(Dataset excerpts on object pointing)
============================================================

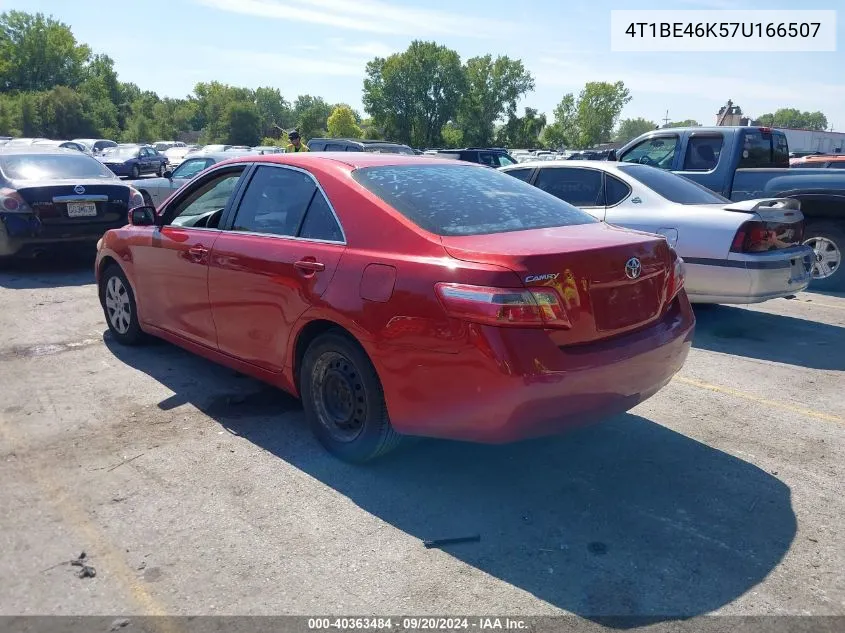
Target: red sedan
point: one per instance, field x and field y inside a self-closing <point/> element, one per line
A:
<point x="402" y="296"/>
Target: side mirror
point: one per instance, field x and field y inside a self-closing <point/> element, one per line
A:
<point x="142" y="216"/>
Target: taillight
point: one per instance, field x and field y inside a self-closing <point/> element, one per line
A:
<point x="513" y="307"/>
<point x="677" y="278"/>
<point x="135" y="199"/>
<point x="11" y="201"/>
<point x="753" y="237"/>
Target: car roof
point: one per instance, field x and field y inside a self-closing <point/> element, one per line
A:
<point x="355" y="160"/>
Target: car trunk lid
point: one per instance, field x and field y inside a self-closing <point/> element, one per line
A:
<point x="610" y="280"/>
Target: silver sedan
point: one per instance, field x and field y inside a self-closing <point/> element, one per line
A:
<point x="734" y="252"/>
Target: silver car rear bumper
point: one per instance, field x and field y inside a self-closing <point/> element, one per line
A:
<point x="749" y="278"/>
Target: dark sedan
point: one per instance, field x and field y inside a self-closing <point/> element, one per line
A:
<point x="52" y="197"/>
<point x="132" y="161"/>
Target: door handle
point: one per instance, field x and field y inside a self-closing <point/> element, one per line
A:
<point x="309" y="266"/>
<point x="196" y="253"/>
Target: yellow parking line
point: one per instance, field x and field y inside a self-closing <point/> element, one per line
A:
<point x="827" y="417"/>
<point x="74" y="515"/>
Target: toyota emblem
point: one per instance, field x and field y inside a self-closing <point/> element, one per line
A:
<point x="633" y="268"/>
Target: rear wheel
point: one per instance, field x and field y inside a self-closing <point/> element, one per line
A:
<point x="119" y="306"/>
<point x="343" y="400"/>
<point x="828" y="243"/>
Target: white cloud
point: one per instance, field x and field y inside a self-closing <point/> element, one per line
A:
<point x="286" y="64"/>
<point x="375" y="16"/>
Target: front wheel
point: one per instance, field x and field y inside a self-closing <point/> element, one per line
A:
<point x="119" y="306"/>
<point x="828" y="243"/>
<point x="343" y="400"/>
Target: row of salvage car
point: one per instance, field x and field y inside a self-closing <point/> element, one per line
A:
<point x="411" y="295"/>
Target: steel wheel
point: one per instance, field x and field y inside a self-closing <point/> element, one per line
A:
<point x="117" y="305"/>
<point x="339" y="396"/>
<point x="828" y="258"/>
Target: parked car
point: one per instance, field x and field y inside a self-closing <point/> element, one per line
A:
<point x="52" y="197"/>
<point x="402" y="295"/>
<point x="134" y="160"/>
<point x="743" y="163"/>
<point x="79" y="147"/>
<point x="96" y="145"/>
<point x="175" y="156"/>
<point x="157" y="190"/>
<point x="163" y="146"/>
<point x="491" y="157"/>
<point x="733" y="252"/>
<point x="268" y="149"/>
<point x="357" y="145"/>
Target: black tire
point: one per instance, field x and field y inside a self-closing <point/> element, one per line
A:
<point x="113" y="284"/>
<point x="343" y="400"/>
<point x="828" y="240"/>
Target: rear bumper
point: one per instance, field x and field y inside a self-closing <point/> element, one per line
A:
<point x="509" y="384"/>
<point x="23" y="234"/>
<point x="750" y="278"/>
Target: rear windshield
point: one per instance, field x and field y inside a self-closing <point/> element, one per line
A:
<point x="454" y="199"/>
<point x="50" y="166"/>
<point x="671" y="186"/>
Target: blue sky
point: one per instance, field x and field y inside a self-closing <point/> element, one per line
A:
<point x="321" y="47"/>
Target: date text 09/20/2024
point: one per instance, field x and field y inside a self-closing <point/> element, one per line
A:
<point x="416" y="624"/>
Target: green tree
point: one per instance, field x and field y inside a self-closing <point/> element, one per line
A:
<point x="794" y="118"/>
<point x="564" y="131"/>
<point x="411" y="95"/>
<point x="243" y="122"/>
<point x="631" y="128"/>
<point x="684" y="123"/>
<point x="492" y="89"/>
<point x="38" y="53"/>
<point x="522" y="131"/>
<point x="341" y="123"/>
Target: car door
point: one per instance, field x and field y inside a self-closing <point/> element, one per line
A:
<point x="274" y="260"/>
<point x="582" y="187"/>
<point x="172" y="264"/>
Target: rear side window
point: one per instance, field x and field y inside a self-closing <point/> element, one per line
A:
<point x="48" y="166"/>
<point x="578" y="187"/>
<point x="671" y="186"/>
<point x="454" y="199"/>
<point x="656" y="152"/>
<point x="703" y="153"/>
<point x="275" y="201"/>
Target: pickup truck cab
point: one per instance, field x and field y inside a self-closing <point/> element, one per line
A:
<point x="744" y="163"/>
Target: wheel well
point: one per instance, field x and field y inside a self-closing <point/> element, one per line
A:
<point x="310" y="332"/>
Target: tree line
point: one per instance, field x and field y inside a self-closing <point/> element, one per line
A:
<point x="54" y="86"/>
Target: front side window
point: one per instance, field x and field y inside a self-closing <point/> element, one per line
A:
<point x="456" y="199"/>
<point x="275" y="201"/>
<point x="207" y="198"/>
<point x="703" y="153"/>
<point x="191" y="168"/>
<point x="578" y="187"/>
<point x="656" y="152"/>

============================================================

(PROBLEM DESCRIPTION):
Give the entries again word for word, but skip the pictures.

(RESPONSE):
Target: red sedan
point: one per instance, field x and field y inside a self-closing <point/> element, one per line
A:
<point x="402" y="296"/>
Target: side mirror
point: one per instance, field x and field y inside a self-closing <point/> element, one per line
A:
<point x="142" y="216"/>
Target: taillight
point: one per instance, field x and field y inside a self-closing <point/> element, one per line
A:
<point x="513" y="307"/>
<point x="677" y="278"/>
<point x="135" y="199"/>
<point x="11" y="201"/>
<point x="753" y="237"/>
Target: car roof
point: one per instance, field x and field y inside a self-closing <point/> element, one per line
A:
<point x="355" y="160"/>
Target: car trunk lid
point: one per instance, field x and field y inside a self-closing <point/> element, one per line
A:
<point x="610" y="280"/>
Target: silver sedan
point: one per instance, field x and field y inside a self-closing <point/> element, one per line
A:
<point x="734" y="252"/>
Target: silver car rear bumper
point: one per instance, field x and field y inside a self-closing <point/> element, one per line
A:
<point x="749" y="278"/>
Target: dark sedan
point: one per instance, field x and field y inside a self-closing <point/> element, one per line
A:
<point x="52" y="197"/>
<point x="132" y="161"/>
Target: door handle
point: one per instance, field x and field y inside a self-closing <point/> element, one per line
A:
<point x="309" y="266"/>
<point x="196" y="253"/>
Target: yellow parking line
point: one per instance, field x and field y inside a self-closing <point/> element, one per line
A:
<point x="827" y="417"/>
<point x="74" y="515"/>
Target: toyota emblem
point: one per instance, field x and field y inside a self-closing <point/> element, one per line
A:
<point x="633" y="268"/>
Target: rear wheel
point: one per instance, field x and field y inside a self-closing <point/> element, one per line
A:
<point x="119" y="306"/>
<point x="343" y="400"/>
<point x="828" y="243"/>
Target: white cloud
point: one per instance, field x and field y inside a self-closing <point/> element, one per line
A:
<point x="286" y="64"/>
<point x="375" y="16"/>
Target: front wheel
point: one per instance, field x and field y inside a self-closing <point/> element, one per line
A:
<point x="119" y="306"/>
<point x="828" y="243"/>
<point x="343" y="400"/>
Target: row of salvage car
point: one per instance, field x and field y inside a self-closing <point/> element, one per line
A:
<point x="411" y="295"/>
Target: steel wheel
point: one per instance, field x and field y inside a self-closing <point/> element, one per line
A:
<point x="117" y="305"/>
<point x="339" y="396"/>
<point x="828" y="258"/>
Target: parked car
point: one per instance, field x and field y inside a self-closing <point/> element, one per line
A:
<point x="52" y="197"/>
<point x="402" y="295"/>
<point x="134" y="160"/>
<point x="743" y="163"/>
<point x="79" y="147"/>
<point x="96" y="145"/>
<point x="175" y="156"/>
<point x="157" y="190"/>
<point x="163" y="146"/>
<point x="491" y="157"/>
<point x="733" y="252"/>
<point x="268" y="149"/>
<point x="357" y="145"/>
Target: black tire
point: one per instance, field x and field y inside a self-closing <point/> element, one per line
A:
<point x="113" y="284"/>
<point x="343" y="400"/>
<point x="828" y="240"/>
Target: rear bumper
point: one per instance, field x and field y inside a self-closing <point/> element, one per line
A:
<point x="509" y="384"/>
<point x="23" y="234"/>
<point x="750" y="278"/>
Target: rear windshield
point: one per instance, field x and field y inside a self-closing <point/> element, one per line
A:
<point x="454" y="199"/>
<point x="50" y="166"/>
<point x="671" y="186"/>
Target: blue sky
point: one per instance, field x and field y inside a self-closing <point/> element, one per line
A:
<point x="321" y="47"/>
Target: date text 09/20/2024
point: one per instance, field x and field y inside a self-closing <point/> element, one per line
A:
<point x="416" y="624"/>
Target: green tree
point: one per instance, field x and field y inside a self-closing <point/> element, one per line
A:
<point x="794" y="118"/>
<point x="564" y="131"/>
<point x="411" y="95"/>
<point x="243" y="122"/>
<point x="631" y="128"/>
<point x="684" y="123"/>
<point x="492" y="89"/>
<point x="38" y="53"/>
<point x="522" y="131"/>
<point x="341" y="123"/>
Target: car door
point: one per instance, field x and field y inside a self-closing <point/> element, one per line
A:
<point x="274" y="260"/>
<point x="582" y="187"/>
<point x="172" y="264"/>
Target: rear side window
point: one per instance, field x and field y inside a self-closing <point/> element, one per line
A:
<point x="48" y="166"/>
<point x="578" y="187"/>
<point x="671" y="186"/>
<point x="454" y="199"/>
<point x="656" y="152"/>
<point x="703" y="153"/>
<point x="275" y="201"/>
Target: pickup truck cab
point: one per instance, field x and field y inside a self-closing <point/> element, one per line
A:
<point x="744" y="163"/>
Target: wheel well
point: one per instance, field x and field y inside a self-closing <point/> element, one per line
A:
<point x="310" y="332"/>
Target: tree line
point: one per instance, field x and field y inside a self-closing <point/> element, one per line
A:
<point x="54" y="86"/>
Target: front side window
point: one per instance, field x and field y inside a self-closing <point/> element, one per line
A:
<point x="456" y="199"/>
<point x="275" y="201"/>
<point x="207" y="198"/>
<point x="703" y="153"/>
<point x="191" y="168"/>
<point x="578" y="187"/>
<point x="656" y="152"/>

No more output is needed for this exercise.